▶ [Exercise brief]:
Write out every entry below word for word, leaving nothing out.

▶ [Given information]:
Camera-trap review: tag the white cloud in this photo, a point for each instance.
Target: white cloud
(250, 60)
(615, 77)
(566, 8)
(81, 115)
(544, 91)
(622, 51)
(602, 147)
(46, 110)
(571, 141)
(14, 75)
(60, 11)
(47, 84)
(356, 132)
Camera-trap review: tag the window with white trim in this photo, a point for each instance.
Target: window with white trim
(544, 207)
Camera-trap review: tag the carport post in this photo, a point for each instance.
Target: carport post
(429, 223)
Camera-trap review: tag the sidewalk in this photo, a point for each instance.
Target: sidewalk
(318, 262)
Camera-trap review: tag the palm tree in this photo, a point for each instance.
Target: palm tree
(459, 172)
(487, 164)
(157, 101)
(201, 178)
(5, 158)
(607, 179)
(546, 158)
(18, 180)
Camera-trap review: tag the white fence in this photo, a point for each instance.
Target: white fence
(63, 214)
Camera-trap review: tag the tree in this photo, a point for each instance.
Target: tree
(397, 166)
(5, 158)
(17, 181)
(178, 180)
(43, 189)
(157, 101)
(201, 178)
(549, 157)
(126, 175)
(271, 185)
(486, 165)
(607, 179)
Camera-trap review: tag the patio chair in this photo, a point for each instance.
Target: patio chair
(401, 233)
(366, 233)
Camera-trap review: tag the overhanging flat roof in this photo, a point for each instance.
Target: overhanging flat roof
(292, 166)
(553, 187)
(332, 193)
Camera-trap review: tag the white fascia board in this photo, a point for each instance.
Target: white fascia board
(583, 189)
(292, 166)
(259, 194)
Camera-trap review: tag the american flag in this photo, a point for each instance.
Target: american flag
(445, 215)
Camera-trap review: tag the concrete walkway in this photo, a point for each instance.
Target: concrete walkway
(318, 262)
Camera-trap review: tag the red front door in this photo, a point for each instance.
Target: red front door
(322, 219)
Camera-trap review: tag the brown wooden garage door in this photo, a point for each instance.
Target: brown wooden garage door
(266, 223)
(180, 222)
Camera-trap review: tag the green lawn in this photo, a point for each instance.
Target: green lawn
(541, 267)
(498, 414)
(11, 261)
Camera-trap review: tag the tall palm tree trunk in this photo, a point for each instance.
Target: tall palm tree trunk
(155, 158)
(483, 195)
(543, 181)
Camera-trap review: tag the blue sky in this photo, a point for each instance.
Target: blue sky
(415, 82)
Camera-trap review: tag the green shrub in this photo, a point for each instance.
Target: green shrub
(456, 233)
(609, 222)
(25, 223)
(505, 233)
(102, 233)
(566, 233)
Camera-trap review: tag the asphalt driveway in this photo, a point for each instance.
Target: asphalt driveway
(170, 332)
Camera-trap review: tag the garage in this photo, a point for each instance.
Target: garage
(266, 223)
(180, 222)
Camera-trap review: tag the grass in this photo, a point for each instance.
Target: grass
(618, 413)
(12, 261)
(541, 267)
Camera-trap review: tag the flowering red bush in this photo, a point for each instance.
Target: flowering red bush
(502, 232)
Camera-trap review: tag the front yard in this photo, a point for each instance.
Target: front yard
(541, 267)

▶ [Result of this exercise]:
Camera-trap review: tag the white cloud in this photo, a point for each instance.
Target: white cloud
(250, 60)
(615, 77)
(566, 8)
(81, 115)
(544, 91)
(622, 51)
(602, 147)
(46, 110)
(571, 141)
(14, 75)
(60, 11)
(47, 84)
(356, 132)
Camera-trap review: tag the window with white trim in this photo, a point for each instance.
Target: window with white trim
(544, 207)
Camera-trap review: tag the carport post in this photo, a point for each instance.
Target: carport post
(429, 223)
Camera-trap review: tag the sidewalk in this photo, a point for each instance.
Target: sidewalk
(318, 262)
Camera-trap review: tag the palm tree in this photo, a point for each instance.
Target: palm tree
(459, 172)
(487, 164)
(157, 101)
(201, 178)
(5, 158)
(607, 179)
(546, 158)
(18, 180)
Camera-trap review: tag the white fence in this photo, a point for each instance.
Target: white fence
(63, 214)
Camera-trap review: tag the tree in this photo, a point for each instance.
Target: tree
(397, 166)
(5, 158)
(17, 181)
(178, 180)
(43, 189)
(157, 101)
(201, 178)
(549, 157)
(126, 175)
(271, 185)
(486, 165)
(607, 179)
Camera-trap review: tag the patio chair in this photo, a point for each instance.
Target: patio chair
(401, 233)
(366, 233)
Camera-trap review: tag the overhanging flat roof in this photo, a point for each instance.
Target: overhanging flat roof
(292, 166)
(553, 187)
(332, 193)
Camera-trap review: tag the white fascia board in this photo, a point for each instance.
Target: white fascia board
(583, 189)
(292, 166)
(259, 194)
Camera-trap review: tag the american flag in this photo, a point for each instance.
Target: american flag
(445, 215)
Camera-trap review: tag the concrete walkway in this photo, a point for each instance.
Target: concrete walkway
(318, 262)
Camera-trap review: tag the red front door in this photo, a point for each instance.
Target: red front door
(322, 219)
Camera-trap review: tag the brown wooden garage door in this photo, a point for each instance.
Target: brown wooden garage door
(266, 223)
(180, 222)
Camera-trap review: tag the green lawn in this photo, a point for each instance.
Target: green lawn
(541, 267)
(498, 414)
(11, 261)
Camera-trap review: tag the tall palm tree trunk in this photo, a point for each instance.
Target: tall palm tree trunk
(155, 158)
(483, 195)
(543, 181)
Camera-trap review: tag the blue sky in this photo, a point for each instance.
Target: blue sky
(415, 82)
Camera-trap review: tag the green shrub in this photo, a point for each instance.
Target: green shrub
(456, 233)
(609, 222)
(25, 223)
(505, 233)
(102, 233)
(566, 233)
Camera-trap review: tag the asphalt driveway in this photo, a point for each instance.
Target: asphalt driveway
(170, 332)
Camera-trap review: tag the garage in this photo, a point for each instance.
Target: garage
(266, 223)
(180, 222)
Camera-trap review: tag the grass in this photo, a point for each instance.
Target: grass
(618, 413)
(12, 261)
(541, 267)
Camera-trap review: tag the flowering red bush in this photo, a point for each instance.
Target: flowering red bush
(502, 232)
Camera-trap review: tag the front yard in this photo, a point for each instance.
Target: front yard
(541, 267)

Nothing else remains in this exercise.